Data items:
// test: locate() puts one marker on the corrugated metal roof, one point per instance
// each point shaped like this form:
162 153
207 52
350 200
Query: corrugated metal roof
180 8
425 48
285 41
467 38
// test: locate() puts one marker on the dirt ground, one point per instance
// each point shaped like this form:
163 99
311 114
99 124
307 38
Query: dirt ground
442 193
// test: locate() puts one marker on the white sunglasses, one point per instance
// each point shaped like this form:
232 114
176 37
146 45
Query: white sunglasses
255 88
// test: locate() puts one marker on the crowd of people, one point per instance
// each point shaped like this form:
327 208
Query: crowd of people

◆ What the task asks:
All entries above must be reproduced without a single change.

◆ Solution to the problem:
// test: locate() puts one marker on the corrugated metal roof, one point per instance
// each point shaped like this form:
162 153
207 52
350 200
Query: corrugated metal roof
180 8
425 48
285 41
467 38
// test: locate() puts one marker on the dirt ground, one point per instance
// each point shaped like this form:
163 99
311 114
99 124
307 38
Query: dirt ground
442 193
// test: locate() puts one marker on the white sunglasses, one point per instance
// each point shaped like this form:
232 114
176 37
146 45
Query: white sunglasses
255 88
// test: locate() puts one marker on the crowd of people, one point per instance
// each point shaped like this form:
327 208
Query: crowd of people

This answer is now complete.